Na prática, o Mini Countryman parece um Cooper agigantado. O desenho tem elementos em comum por todo o veículo. Por fora, a carroceria tem a linha de cintura reta e elevada, com as colunas e o teto menores e pintados na cor preta. Molduras plásticas nos para-lamas e duas ponteiras cromadas atrás dão um toque esportivo. Até o interior preserva as linhas tradicionais do carrinho que é um símbolo da fabricante britânica. O vistoso velocímetro analógico, por exemplo, mantém-se centralizado no console central, com o fundo branco e em proporções maiores na comparação com o hatch compacto. À frente do volante, o conta-giros segue solitário.

Os indicadores dos outros instrumentos e comandos, como o sinal de faróis acesos e o medidor do tanque de combustível, ficam dentro do relógio do velocímetro, cujo fundo é preto. Já em relação aos protótipos, o Countryman herdou diversas soluções. O forro das portas, por exemplo, é quase idêntico, com um oval projetado se que estende pelo forro das duas portas e mistura um tom azul ao cinza do revestimento. Os quatro bancos, dois dianteiros e dois traseiros, são cobertos por tecidos com costura branca aparente. E entre os assentos, há duas barras de alumínio se esticam do console central até o porta-malas. Atrás, dois porta-copos ‘móveis’ ficam fixados na estrutura.

A Mini também oferece no Countryman, sem custo adicional, o banco traseiro inteiriço para acomodar três passageiros. Ambos os assentos podem ser rebatidos, para elevar a capacidade do porta-malas de razoáveis 350 litros para generosos 1.170 litros. O crossover da marca britânica chega ainda com opção de tração integral permanente, que distribui continuamente a energia do motor entre os eixos dianteiro e traseiro de acordo com a necessidade de rodagem. Em condições extremas, a tração é totalmente despejada no eixo traseiro para tornar o modelo capaz de enfrentar situações fora-de-estrada mais severas.

A Mini ainda não divulgou informações completas sobre o Countryman, mas anunciou que seu utilitário terá duas versões: a Cooper S e a Cooper D, movidas a gasolina e diesel, respectivamente. O propulsor a diesel é o 1.6 litro de quatro cilindros em linha e injeção direta commom rail, capaz de gerar 90 cv de potência máxima. Já o bloco 1.6 litro a gasolina possui injeção direta de combustível, é sobrealimentado por um turbocompressor twin-scroll, com dois cilindros para os gases de exaustão, e ainda possui um inédito comando de válvulas variável, que controla o tempo de abertura e fechamento das válvulas de admissão e escape. A potência despejada é de 184 cv.

Dados de origem:

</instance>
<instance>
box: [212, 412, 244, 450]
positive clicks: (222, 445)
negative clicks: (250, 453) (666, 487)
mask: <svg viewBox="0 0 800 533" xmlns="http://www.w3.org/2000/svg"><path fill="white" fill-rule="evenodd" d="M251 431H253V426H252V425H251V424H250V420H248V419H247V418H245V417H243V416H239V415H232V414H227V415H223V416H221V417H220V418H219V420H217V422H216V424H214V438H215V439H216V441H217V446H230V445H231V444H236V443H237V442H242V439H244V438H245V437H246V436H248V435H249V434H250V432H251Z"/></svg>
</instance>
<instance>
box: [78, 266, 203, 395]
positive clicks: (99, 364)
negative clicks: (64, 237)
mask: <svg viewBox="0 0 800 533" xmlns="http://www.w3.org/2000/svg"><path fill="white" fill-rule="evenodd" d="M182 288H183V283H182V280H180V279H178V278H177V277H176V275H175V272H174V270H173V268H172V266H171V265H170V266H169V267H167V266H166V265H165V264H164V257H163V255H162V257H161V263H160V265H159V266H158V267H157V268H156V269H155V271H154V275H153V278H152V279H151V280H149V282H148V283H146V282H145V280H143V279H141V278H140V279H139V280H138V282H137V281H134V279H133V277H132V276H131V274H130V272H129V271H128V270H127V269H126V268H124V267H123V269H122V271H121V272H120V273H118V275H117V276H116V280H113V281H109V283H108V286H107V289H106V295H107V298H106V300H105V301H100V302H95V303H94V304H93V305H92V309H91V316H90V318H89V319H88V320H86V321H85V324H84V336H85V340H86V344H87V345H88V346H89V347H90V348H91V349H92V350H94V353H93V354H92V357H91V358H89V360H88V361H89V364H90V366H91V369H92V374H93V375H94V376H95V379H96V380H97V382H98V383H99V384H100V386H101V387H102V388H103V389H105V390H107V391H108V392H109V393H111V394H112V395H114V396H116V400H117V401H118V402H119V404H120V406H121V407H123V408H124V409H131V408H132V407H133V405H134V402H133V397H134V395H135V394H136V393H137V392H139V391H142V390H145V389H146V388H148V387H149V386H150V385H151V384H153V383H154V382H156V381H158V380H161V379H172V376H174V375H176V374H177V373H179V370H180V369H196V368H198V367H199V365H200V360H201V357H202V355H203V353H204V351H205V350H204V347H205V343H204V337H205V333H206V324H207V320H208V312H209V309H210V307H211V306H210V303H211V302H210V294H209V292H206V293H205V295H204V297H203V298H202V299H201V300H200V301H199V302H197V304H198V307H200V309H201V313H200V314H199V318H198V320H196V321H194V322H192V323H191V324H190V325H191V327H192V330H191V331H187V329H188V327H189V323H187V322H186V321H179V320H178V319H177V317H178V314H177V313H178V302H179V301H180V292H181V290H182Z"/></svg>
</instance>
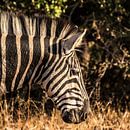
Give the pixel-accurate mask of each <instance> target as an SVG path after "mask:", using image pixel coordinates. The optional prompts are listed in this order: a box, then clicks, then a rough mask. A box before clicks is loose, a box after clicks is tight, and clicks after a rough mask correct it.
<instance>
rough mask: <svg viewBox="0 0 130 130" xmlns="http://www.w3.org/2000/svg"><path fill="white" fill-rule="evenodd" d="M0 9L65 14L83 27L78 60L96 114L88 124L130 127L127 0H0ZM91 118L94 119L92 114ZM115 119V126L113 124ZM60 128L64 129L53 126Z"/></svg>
mask: <svg viewBox="0 0 130 130" xmlns="http://www.w3.org/2000/svg"><path fill="white" fill-rule="evenodd" d="M0 9H1V10H5V11H12V12H17V13H24V14H26V15H35V14H36V15H37V14H42V15H47V16H49V17H53V18H54V17H60V18H63V17H65V18H66V19H68V20H69V21H70V22H71V23H73V24H75V25H77V26H79V27H80V28H87V30H88V31H87V33H86V36H85V39H86V46H87V52H85V53H84V56H83V57H80V60H81V65H82V69H83V76H84V80H85V83H86V89H87V91H88V93H89V95H90V99H91V106H92V108H93V110H94V112H95V115H96V117H98V118H97V122H96V123H95V124H92V123H91V126H94V127H93V129H96V128H95V126H97V125H98V123H99V124H100V123H101V122H102V123H101V126H110V127H107V128H110V129H114V128H117V129H118V128H119V129H126V130H127V129H130V125H128V126H127V123H126V122H127V121H128V122H129V120H130V112H129V111H130V1H129V0H96V1H95V0H1V1H0ZM112 113H114V114H113V116H112V115H111V114H112ZM122 113H123V114H122ZM101 115H102V116H101ZM115 115H116V116H115ZM111 116H112V117H111ZM110 117H111V118H110ZM115 117H116V118H117V119H118V121H117V122H118V123H119V124H118V123H117V122H115V120H116V119H115ZM55 118H56V117H55ZM57 118H58V117H57ZM59 118H60V117H59ZM108 118H110V120H109V119H108ZM112 118H113V119H114V120H112ZM92 119H93V121H92ZM92 119H91V122H94V120H95V118H92ZM100 119H101V120H100ZM55 120H56V119H55ZM98 120H99V122H98ZM124 120H125V121H124ZM52 122H53V121H52ZM106 122H107V123H106ZM108 122H109V123H108ZM110 122H111V123H110ZM112 122H115V123H112ZM123 122H124V123H123ZM89 123H90V122H89ZM116 123H117V125H116V126H117V127H115V125H113V124H116ZM86 124H88V122H87V123H86ZM122 124H124V125H125V126H122ZM129 124H130V122H129ZM54 126H55V125H54ZM113 126H114V127H113ZM119 126H120V127H119ZM87 127H88V126H85V127H84V126H83V127H81V126H80V128H85V129H86V128H87ZM49 128H50V126H49ZM51 128H52V129H53V128H54V127H53V125H51ZM60 128H61V129H68V127H66V128H64V127H56V129H60ZM71 128H74V127H73V126H72V127H71ZM71 128H70V129H71ZM102 128H103V127H102ZM45 129H46V128H45ZM76 129H79V126H78V127H76Z"/></svg>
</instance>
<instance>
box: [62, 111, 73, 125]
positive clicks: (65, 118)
mask: <svg viewBox="0 0 130 130" xmlns="http://www.w3.org/2000/svg"><path fill="white" fill-rule="evenodd" d="M62 119H63V121H64V122H66V123H72V114H71V112H69V111H66V112H64V114H63V115H62Z"/></svg>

Requisitos do exercício:
- A) Segundo o texto sobre o Mini Countryman, a quantos litros chega o porta-malas quando os assentos traseiros são rebatidos?
- B) Prossiga com o texto sobre o Mini Countryman, começando logo depois da última frase apresentada.

Respostas em ordem:
- A) O porta-malas chega a 1.170 litros.

- B)
Nas duas versões, o Mini Countryman será oferecido com farto recheio. Entre os itens chamados ‘verdes’, há um sistema de recuperação de energia de frenagem, que abastece a rede elétrica do veículo, o Start&Stop, que desliga o motor em paradas curtas, e o indicador do tempo de mudança de marcha, que diz ao motorista o momento certo de trocar a relação para obter um consumo de combustível menor. Nas duas configurações, o crossover é equipado com um câmbio manual de seis marchas. Já entre os itens de segurança, há controles eletrônicos de estabilidade e de tração, freios com ABS e EBD e oito airbags (duplos frontais, laterais e de cortina).

O modelo oferece ainda, como opcionais, faróis de xênon adaptativos, suspensão esportiva rebaixada e pneus runflat, que rodam vazios a uma velocidade de até 80 km/h, para que o condutor encontre uma borracharia em vez de ter de parar o veículo para trocar o pneu furado. O Countryman traz ainda uma série de equipamentos de conforto, comodidade e entretenimento. Entre eles ar-condicionado, direção elétrica adaptativa, trio, navegador GPS e sistema de som com rádio/CD/MP3, conexão Bluetooth para celulares e entrada auxiliar. A Mini ainda não confirmou, mas as vendas na Europa devem ter início logo após o Salão de Genebra. No Brasil, o crossover deve aparecer no Salão de São Paulo e chegar às revendas no início de 2011.